課題 — 以下に示す本文の全文を、一字一句変えずにそのまま書き写してください。

本文 —
解説ボランティアの皆さん、中にはお勤め帰りの方もいて18時30分から始まった会場は、50名を超える方々がお集まりいただいた。
同館の小張洋子さんの話では、このような研修会は年数回開催しているそうだが、皆さん野菜の質問を受けることが多くなったようで、今回は特に参加者が多いと話されていた。
パワーポイントも2時間用の内容で構成したが、すでに質問いただいていたので、これらを盛り込んで、進めた。
1、亀戸のダイコンと練馬ダイコンは別品種でしょうか?
亀戸ダイコンは、摂津の農民が持ち込んだ四十日大根と云われている。
練馬ダイコンは、五代将軍綱吉が尾張から持ち込んだ大根で、諸説がある話をした。
2、青菜として江戸で食されたのは、小松菜以外ありましたか?
漬菜と云えは「三河島菜」と云うことで、その物語をお話した。
3、江戸時代に青果市場はありましたか?
千住市場、神田青物市場、駒込の土物店の三大市場と、京橋大根河岸と、深川の四つ目市場等、竪川筋に市場があったことも紹介した。
4、砂村の促成栽培について。
促成栽培の方法・時期・野菜の種類・買った人・値段等々教えてください。

資料 —
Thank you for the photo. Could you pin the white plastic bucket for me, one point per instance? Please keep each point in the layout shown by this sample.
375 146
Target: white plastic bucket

出力 —
解説ボランティアの皆さん、中にはお勤め帰りの方もいて18時30分から始まった会場は、50名を超える方々がお集まりいただいた。
同館の小張洋子さんの話では、このような研修会は年数回開催しているそうだが、皆さん野菜の質問を受けることが多くなったようで、今回は特に参加者が多いと話されていた。
パワーポイントも2時間用の内容で構成したが、すでに質問いただいていたので、これらを盛り込んで、進めた。
1、亀戸のダイコンと練馬ダイコンは別品種でしょうか?
亀戸ダイコンは、摂津の農民が持ち込んだ四十日大根と云われている。
練馬ダイコンは、五代将軍綱吉が尾張から持ち込んだ大根で、諸説がある話をした。
2、青菜として江戸で食されたのは、小松菜以外ありましたか?
漬菜と云えは「三河島菜」と云うことで、その物語をお話した。
3、江戸時代に青果市場はありましたか?
千住市場、神田青物市場、駒込の土物店の三大市場と、京橋大根河岸と、深川の四つ目市場等、竪川筋に市場があったことも紹介した。
4、砂村の促成栽培について。
促成栽培の方法・時期・野菜の種類・買った人・値段等々教えてください。